**Image point grounding data**
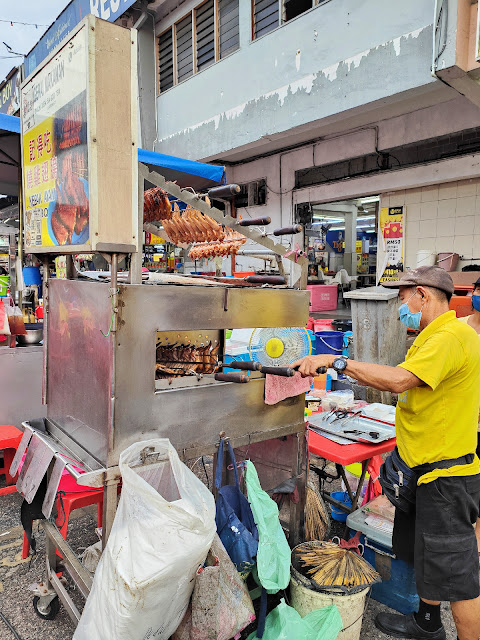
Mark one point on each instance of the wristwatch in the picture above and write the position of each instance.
(340, 364)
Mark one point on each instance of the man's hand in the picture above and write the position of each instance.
(308, 366)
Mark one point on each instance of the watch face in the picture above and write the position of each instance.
(340, 364)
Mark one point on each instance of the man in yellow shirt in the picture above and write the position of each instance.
(436, 420)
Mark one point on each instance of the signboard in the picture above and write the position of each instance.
(55, 153)
(391, 251)
(80, 173)
(10, 94)
(73, 13)
(151, 238)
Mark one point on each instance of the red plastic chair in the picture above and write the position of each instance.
(67, 502)
(10, 438)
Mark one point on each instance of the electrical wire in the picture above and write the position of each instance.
(10, 626)
(25, 24)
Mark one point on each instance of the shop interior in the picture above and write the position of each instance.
(343, 236)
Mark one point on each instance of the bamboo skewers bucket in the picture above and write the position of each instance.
(304, 599)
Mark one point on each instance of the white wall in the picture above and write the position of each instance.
(441, 218)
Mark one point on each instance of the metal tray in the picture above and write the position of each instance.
(355, 428)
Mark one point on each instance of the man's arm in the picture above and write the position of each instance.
(378, 376)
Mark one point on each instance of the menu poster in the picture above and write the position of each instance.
(391, 254)
(55, 152)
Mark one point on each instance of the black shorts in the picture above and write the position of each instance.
(440, 540)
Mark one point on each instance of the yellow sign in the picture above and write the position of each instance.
(54, 150)
(392, 235)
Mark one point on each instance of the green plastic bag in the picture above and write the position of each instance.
(284, 623)
(273, 555)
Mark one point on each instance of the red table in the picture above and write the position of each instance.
(343, 455)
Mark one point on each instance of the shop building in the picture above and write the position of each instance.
(330, 103)
(308, 104)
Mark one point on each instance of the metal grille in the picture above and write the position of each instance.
(205, 34)
(228, 25)
(266, 16)
(184, 48)
(165, 60)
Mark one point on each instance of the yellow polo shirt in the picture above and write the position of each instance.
(438, 420)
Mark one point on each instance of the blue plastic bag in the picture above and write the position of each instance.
(235, 524)
(284, 623)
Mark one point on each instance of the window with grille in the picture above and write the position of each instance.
(266, 16)
(228, 27)
(184, 48)
(205, 34)
(165, 60)
(208, 33)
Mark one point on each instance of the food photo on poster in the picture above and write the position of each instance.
(55, 152)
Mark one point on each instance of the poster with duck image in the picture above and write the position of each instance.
(391, 244)
(55, 151)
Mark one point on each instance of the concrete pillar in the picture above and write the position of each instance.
(378, 334)
(350, 255)
(147, 84)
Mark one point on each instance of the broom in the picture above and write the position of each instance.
(317, 519)
(328, 565)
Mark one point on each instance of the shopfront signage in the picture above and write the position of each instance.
(73, 13)
(391, 244)
(73, 150)
(55, 151)
(10, 94)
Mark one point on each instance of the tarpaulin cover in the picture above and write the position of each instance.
(183, 170)
(9, 154)
(9, 123)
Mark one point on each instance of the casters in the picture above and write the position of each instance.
(46, 607)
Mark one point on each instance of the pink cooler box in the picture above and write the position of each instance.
(323, 297)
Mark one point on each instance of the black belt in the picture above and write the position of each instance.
(444, 464)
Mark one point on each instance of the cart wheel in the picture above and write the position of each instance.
(50, 611)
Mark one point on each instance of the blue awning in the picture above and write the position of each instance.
(9, 123)
(187, 173)
(9, 154)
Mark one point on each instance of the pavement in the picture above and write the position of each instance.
(16, 575)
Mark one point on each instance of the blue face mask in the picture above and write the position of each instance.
(409, 319)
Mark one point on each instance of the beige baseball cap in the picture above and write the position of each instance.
(424, 276)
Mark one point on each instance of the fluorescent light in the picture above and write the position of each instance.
(369, 200)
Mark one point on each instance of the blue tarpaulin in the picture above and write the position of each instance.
(9, 123)
(9, 154)
(187, 173)
(183, 170)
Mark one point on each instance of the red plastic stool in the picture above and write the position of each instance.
(68, 502)
(10, 438)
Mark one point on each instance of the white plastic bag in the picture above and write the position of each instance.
(163, 529)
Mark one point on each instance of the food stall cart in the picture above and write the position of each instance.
(106, 382)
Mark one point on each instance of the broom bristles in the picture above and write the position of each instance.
(316, 517)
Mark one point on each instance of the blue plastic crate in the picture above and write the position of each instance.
(398, 589)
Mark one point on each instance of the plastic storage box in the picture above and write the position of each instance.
(323, 297)
(397, 589)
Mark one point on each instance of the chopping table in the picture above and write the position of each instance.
(343, 455)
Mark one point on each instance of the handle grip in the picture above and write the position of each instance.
(278, 371)
(231, 377)
(249, 365)
(224, 191)
(249, 222)
(285, 231)
(265, 279)
(320, 370)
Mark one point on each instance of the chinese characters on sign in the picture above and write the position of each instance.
(54, 144)
(392, 234)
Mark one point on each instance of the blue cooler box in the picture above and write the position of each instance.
(397, 589)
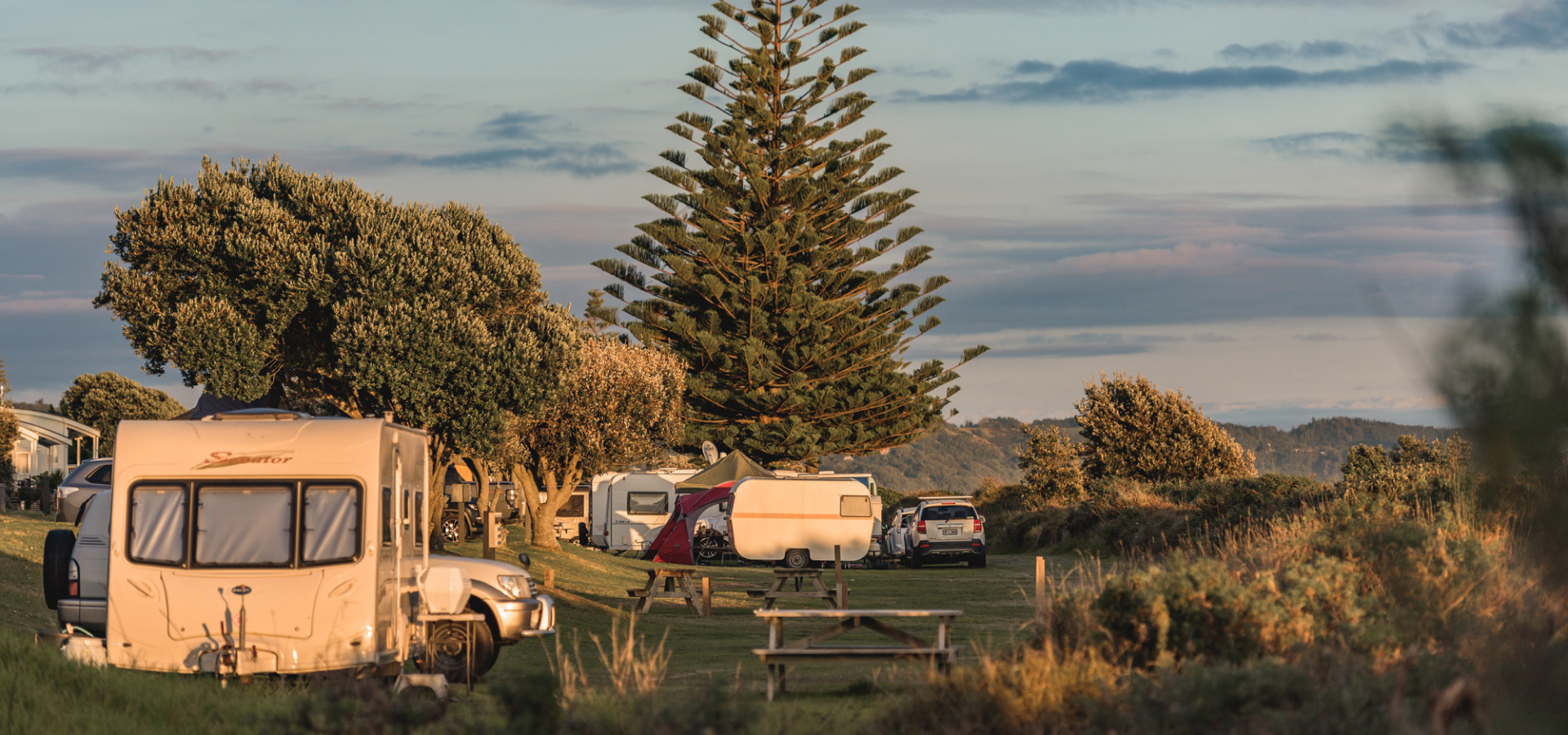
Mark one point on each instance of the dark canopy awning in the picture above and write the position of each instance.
(734, 466)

**Task description**
The lines from the one with "Mark one point on each instance of the dark" through the final line of the data are to be reproduced exactly, both included, with no other lines.

**Solution to this exercise**
Mark one point on each instance of the dark canopy awning in the picture above and write the position of each instance.
(734, 466)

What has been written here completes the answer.